### Instruções de trabalho
• a. Responda às perguntas abaixo com base no texto sobre as eleições americanas.
(i) A que acontecimento o texto associa uma provável volta de Donald Trump à presidência dos Estados Unidos?
(ii) Quais setores o texto enumera ao explicar a supremacia americana chamada Pax Americana?
(iii) Segundo o texto, o que Wall Street tem poder de definir?
• b. Prossiga com o texto sobre as eleições americanas a partir do ponto em que ele termina.

### Trecho selecionado
◆ ◆ ◆ ◆ ◆ ◆ ◆

Sejam bem-vindos a mais uma Carta do Condado! A Encíclica mais esperada do Condado da Faria Lima, sua dose semanal de conhecimento com umas pitadas de humor mais umas pitadas de finanças.
Na Carta deste final de semana, adicionamos mais uma pitada de pimenta, para combinar com o clima que vai se formando em um horizonte não tão distante: as eleições americanas e uma provável volta de Donald Trump à presidência dos Estados Unidos da América. Bem, ao menos é isso o que apostam os mais altos especialistas no tema.
Mas o amigo ou amiga que nos lê já se perguntou qual o impacto que têm as eleições americanas para o resto do mundo?
Pax Americana. Você já deve ter ouvido esse termo - se não, certifique-se de melhorar suas fontes. Trata-se da supremacia dos Estados Unidos da América nos mais diversos setores: econômico, cultural, político, militar... Mesmo os mais velhos de hoje devem ter poucas recordações de como o mundo era sem a influência americana nos filmes, no modo de vida, na cultura e no bolso. Não tem como: o exército americano funciona como polícia mundial, o que Hollywood quer que seja tendência vira tendência, e Wall Street tem poder de definir os rumos dos mercados globais.

◆ ◆ ◆ ◆ ◆ ◆ ◆

Entradas armazenadas

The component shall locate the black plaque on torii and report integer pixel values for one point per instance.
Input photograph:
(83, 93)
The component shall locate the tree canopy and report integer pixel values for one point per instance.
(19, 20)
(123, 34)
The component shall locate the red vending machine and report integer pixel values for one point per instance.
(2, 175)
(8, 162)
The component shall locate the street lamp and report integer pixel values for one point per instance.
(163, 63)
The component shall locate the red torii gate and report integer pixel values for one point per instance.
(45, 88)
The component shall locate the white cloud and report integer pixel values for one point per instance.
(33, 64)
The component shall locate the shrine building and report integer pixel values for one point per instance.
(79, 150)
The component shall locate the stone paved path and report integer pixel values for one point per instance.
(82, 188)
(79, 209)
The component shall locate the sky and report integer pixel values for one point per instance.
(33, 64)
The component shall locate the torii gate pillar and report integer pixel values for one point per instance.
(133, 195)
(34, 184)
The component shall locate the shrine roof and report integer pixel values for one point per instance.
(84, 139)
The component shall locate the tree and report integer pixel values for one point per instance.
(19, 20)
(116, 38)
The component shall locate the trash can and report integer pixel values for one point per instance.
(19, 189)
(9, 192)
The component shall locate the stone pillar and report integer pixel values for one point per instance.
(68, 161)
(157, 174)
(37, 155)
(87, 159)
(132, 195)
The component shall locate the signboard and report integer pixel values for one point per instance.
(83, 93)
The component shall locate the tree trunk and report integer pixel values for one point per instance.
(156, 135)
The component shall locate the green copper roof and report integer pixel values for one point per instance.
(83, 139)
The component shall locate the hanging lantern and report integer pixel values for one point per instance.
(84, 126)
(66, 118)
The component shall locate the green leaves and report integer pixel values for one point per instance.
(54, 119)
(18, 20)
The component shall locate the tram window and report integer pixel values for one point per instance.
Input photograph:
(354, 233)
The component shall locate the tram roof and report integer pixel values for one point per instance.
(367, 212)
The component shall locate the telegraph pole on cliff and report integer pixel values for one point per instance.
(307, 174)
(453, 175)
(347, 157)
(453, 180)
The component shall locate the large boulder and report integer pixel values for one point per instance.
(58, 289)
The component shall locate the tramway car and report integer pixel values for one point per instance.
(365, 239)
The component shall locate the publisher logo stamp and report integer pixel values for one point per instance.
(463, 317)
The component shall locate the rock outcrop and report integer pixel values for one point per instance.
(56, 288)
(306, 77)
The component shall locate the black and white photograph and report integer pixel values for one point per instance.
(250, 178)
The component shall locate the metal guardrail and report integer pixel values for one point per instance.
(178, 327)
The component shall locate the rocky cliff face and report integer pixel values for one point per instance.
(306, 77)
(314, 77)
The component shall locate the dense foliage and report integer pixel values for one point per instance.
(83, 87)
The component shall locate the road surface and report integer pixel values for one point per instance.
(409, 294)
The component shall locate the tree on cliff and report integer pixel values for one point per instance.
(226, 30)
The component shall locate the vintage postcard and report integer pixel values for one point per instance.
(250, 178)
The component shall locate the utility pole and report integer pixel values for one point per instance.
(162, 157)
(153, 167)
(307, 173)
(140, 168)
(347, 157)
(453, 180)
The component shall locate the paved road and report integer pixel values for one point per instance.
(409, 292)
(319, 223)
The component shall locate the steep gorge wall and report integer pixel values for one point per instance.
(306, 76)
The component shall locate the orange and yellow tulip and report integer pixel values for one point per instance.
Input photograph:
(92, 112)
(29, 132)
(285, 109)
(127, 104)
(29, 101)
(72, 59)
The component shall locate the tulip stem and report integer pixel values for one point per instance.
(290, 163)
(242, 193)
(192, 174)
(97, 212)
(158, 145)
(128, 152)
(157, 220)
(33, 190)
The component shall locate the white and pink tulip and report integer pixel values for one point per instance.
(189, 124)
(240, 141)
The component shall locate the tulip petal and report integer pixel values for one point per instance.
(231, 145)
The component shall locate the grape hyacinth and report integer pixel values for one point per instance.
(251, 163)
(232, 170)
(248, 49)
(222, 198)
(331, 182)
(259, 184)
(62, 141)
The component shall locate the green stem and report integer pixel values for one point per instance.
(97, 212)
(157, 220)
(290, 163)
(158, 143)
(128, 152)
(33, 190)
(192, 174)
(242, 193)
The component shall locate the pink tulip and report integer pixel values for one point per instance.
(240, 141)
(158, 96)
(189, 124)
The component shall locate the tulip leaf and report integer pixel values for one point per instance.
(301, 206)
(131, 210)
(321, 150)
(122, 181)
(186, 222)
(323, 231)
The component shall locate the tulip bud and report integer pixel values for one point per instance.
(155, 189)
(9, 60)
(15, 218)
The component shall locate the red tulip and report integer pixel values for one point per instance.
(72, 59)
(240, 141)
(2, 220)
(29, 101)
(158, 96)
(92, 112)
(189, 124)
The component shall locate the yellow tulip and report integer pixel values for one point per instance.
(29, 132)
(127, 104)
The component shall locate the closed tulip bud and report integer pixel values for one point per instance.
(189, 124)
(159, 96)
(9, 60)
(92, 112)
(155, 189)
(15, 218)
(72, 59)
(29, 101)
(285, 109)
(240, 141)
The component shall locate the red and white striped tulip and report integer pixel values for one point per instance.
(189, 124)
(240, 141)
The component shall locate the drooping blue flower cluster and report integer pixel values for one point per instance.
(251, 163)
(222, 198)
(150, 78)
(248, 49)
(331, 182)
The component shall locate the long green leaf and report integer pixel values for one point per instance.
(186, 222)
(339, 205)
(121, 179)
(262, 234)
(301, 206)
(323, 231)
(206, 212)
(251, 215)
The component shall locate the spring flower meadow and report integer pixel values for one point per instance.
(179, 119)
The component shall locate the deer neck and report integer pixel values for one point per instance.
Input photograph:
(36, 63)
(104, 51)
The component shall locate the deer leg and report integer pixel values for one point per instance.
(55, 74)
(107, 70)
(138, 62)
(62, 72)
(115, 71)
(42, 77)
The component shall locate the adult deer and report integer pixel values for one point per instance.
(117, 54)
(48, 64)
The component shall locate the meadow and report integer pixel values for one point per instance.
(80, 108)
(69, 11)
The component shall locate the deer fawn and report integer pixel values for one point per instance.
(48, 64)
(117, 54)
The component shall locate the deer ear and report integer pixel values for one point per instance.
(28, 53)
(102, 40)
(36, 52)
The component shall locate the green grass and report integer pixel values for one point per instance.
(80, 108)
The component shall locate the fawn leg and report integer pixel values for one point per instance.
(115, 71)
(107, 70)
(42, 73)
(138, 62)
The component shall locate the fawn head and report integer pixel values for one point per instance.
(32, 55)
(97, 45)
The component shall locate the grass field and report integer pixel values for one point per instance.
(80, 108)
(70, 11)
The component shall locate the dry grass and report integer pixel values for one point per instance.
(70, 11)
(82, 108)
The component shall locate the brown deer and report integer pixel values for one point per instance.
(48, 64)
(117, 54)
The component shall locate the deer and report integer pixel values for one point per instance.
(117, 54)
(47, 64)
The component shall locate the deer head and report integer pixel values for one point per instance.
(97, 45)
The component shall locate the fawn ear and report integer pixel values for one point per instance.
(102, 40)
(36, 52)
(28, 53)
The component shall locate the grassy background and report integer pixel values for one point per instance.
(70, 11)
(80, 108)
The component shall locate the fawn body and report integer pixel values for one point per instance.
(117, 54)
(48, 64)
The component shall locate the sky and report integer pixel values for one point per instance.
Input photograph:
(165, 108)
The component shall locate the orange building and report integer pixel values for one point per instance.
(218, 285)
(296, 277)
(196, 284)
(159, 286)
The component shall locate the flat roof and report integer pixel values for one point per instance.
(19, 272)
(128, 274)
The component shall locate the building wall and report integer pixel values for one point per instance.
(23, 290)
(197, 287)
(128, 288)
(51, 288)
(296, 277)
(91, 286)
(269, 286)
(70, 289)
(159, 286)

◆ ◆ ◆ ◆ ◆ ◆ ◆

### Resultados do exercício
• a.
(i) Às eleições americanas.
(ii) O econômico, o cultural, o político e o militar.
(iii) Os rumos dos mercados globais.

• b.
A segunda guerra mundial marcou não somente a vitória dos Aliados (EUA, União Soviética (URSS) e Reino Unido, principalmente) contra o Eixo (Alemanha, Itália e Japão, principalmente), mas também uma reorganização dos poderes no mundo e a ascensão dos EUA e União Soviética como potências (por um tempo rolou uma competição entre as duas potências - a chamada Guerra Fria - mas na década de 90 tivermos o esfacelamento da URSS e a consolidação do poderio americano). Muitas organizações internacionais foram criadas com o intuito de manter a paz e o funcionamento nesse novo sistema geopolítico, todas sob o controle dos vencedores da II GM - já viu quem são os membros permanentes do Conselho de Segurança da ONU?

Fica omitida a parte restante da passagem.